* _Task to carry out_
This exercise calls for every record to be set down again, exactly and in full.

* _Exercise input_
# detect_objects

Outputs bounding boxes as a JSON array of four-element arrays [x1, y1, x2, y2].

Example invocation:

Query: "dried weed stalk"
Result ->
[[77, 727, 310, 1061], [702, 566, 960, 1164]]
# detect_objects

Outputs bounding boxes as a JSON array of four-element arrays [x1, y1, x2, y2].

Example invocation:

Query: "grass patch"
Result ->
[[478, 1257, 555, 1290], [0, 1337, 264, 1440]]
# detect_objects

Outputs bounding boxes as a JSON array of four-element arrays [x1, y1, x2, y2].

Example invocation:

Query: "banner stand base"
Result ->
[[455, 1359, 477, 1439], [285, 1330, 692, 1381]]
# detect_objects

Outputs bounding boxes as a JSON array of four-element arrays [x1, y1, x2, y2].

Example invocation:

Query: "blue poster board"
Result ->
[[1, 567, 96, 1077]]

* _Output below_
# detect_objects

Outputs bounding boxes as a JSON array of four-element arrays [x1, y1, x2, y2].

Example invocation:

Query: "dried weed stalk"
Result ->
[[77, 727, 310, 1061], [702, 566, 960, 1164]]
# detect_objects

Outputs bounding boxes as a JSON array of four-element arrays [x1, y1, x2, y2].

Example invocation:

Query: "grass patch"
Result ->
[[478, 1257, 555, 1290], [0, 1337, 264, 1440]]
# detect_objects

Outputs bounding boxes as a JSON array of four-element arrays [x1, y1, x2, y2].

Example invocation:

Query: "banner stand base"
Result ->
[[455, 1359, 477, 1439], [285, 1330, 692, 1381]]
# detect_objects

Outputs bounding boxes as a JSON array of four-element arrays [x1, y1, x2, y2].

Example invocation:

Query: "blue poster board"
Result ->
[[1, 567, 96, 1077]]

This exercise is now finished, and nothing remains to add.